EXTRACTED TEXT
----

In consequence, on 3rd August 1988 Detective Chief Inspector Negus saw the appellant in prison and he made a written statement to the officer saying that he did not kill Mehew but had confessed because Beals had threatened him. He said that Beals had organised a honey trap to blackmail Mehew and that photographs were taken on a Polaroid camera which the appellant stole from his parents. The appellant and Mehew engaged in homosexual activity in a quarry near Elstow, just south of Bedford, on 30th July 1984. Ten photographs were taken by Beals. Four showed the appellant's face, so he burned them, in Beals presence; the other six were kept by Beals. On the day of the murder, he had gone with Mehew to his house, followed by Beals, who was in a white car. He did not know how Beals got into the house. He assumed by the back door. Once in the bedroom, both he and Mehew undressed. Beals had come in, shown the photographs to Mehew, demanded money, produced a knife and told the appellant to get out. He went in the living room and got dressed. He heard Mehew refuse to pay, banging, shouting and arguing. He went back in the bedroom and Beals was stabbing Mehew. Beals told him to get the video and money and take Mehew's car. The appellant said "I can't drive". Beals said "it's time you learnt" and left via the back door. He, the appellant, had not tied the deceased's hands. Beals said "If they do catch us, say you done it and if you don't, you will be the next one". The appellant agreed to take the blame. The following day Beals had said "Don't say anything to anybody but if you get caught he tried to rape you and he was hitting you and so you turned round and stabbed him."

----

DATA PROVIDED

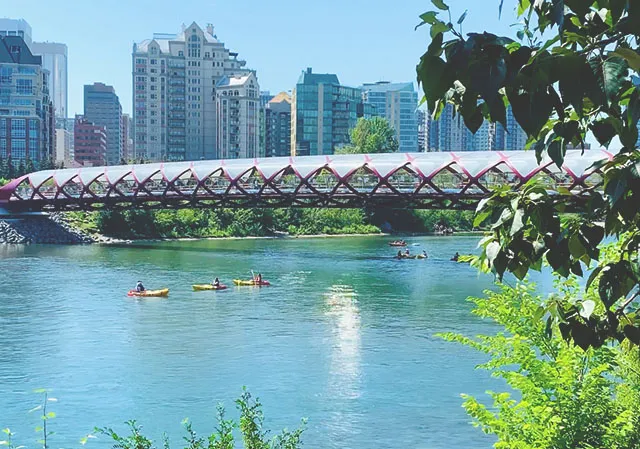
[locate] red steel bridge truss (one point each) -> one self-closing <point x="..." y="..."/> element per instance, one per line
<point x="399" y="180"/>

----

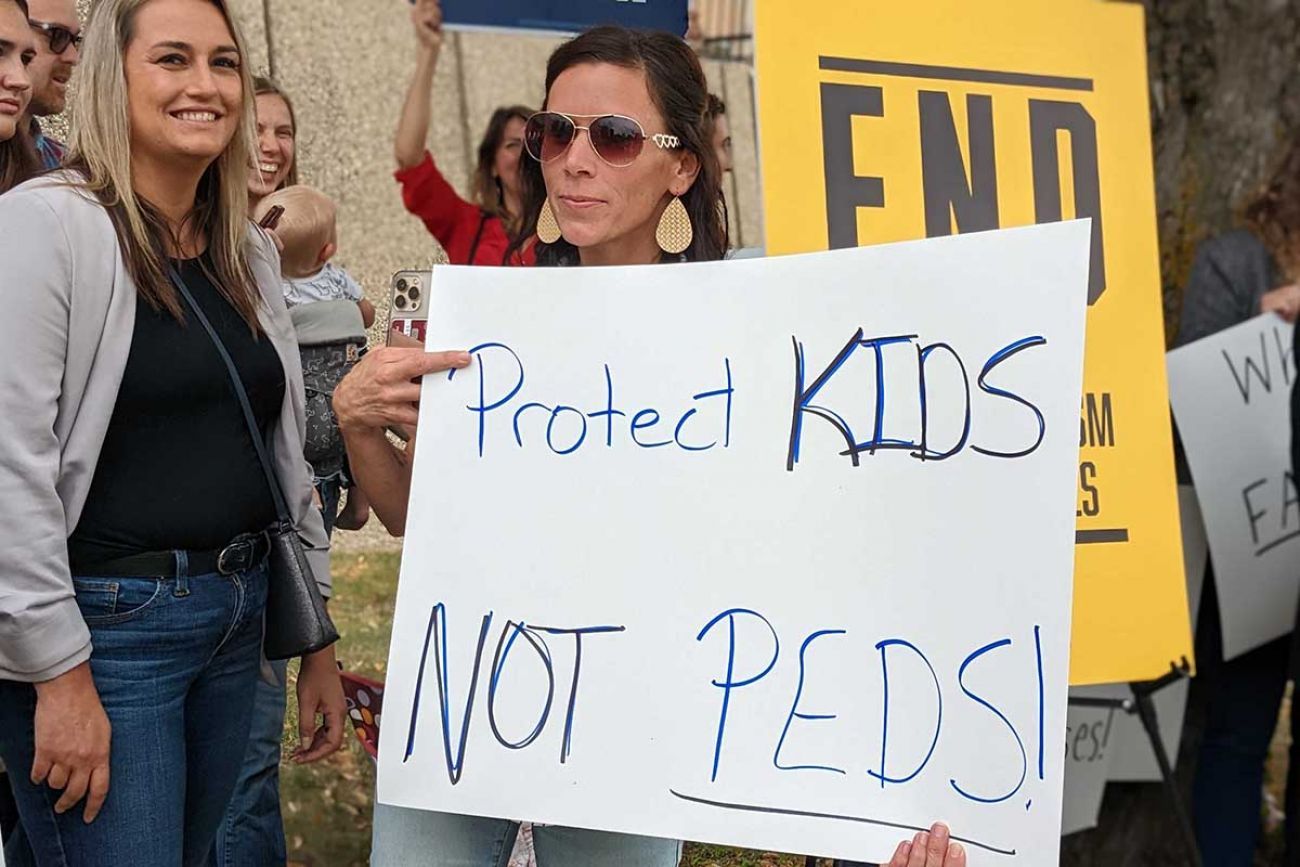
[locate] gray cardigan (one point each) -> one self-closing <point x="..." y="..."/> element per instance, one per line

----

WORK TO DO
Condense the paragraph of the court excerpt above that begins "In consequence, on 3rd August 1988" into a short bulleted list of its main facts.

ANSWER
- On 3rd August 1988, Detective Chief Inspector Negus saw the appellant in prison. The appellant gave a written statement saying he did not kill Mehew and had confessed only because Beals threatened him.
- Beals set up a honey trap to blackmail Mehew, using a Polaroid camera the appellant stole from his parents.
- On 30th July 1984, in a quarry near Elstow, Beals took ten photographs of the appellant and Mehew engaged in homosexual activity. The appellant burned the four that showed his face, and Beals kept the other six.
- On the day of the murder, the appellant went with Mehew to Mehew's house, followed by Beals in a white car. The appellant assumed Beals entered by the back door.
- Beals came into the bedroom, showed Mehew the photographs, demanded money, produced a knife and sent the appellant out.
- The appellant heard Mehew refuse to pay, then heard banging, shouting and arguing. When he returned, Beals was stabbing Mehew.
- Beals told him to take the video, the money and Mehew's car, then left by the back door. The appellant said he had not tied the deceased's hands.
- Beals threatened that the appellant would be "the next one" if he did not take the blame if they were caught. The appellant agreed.
- The following day, Beals told him to say, if caught, that Mehew had tried to rape him and was hitting him, so he stabbed him.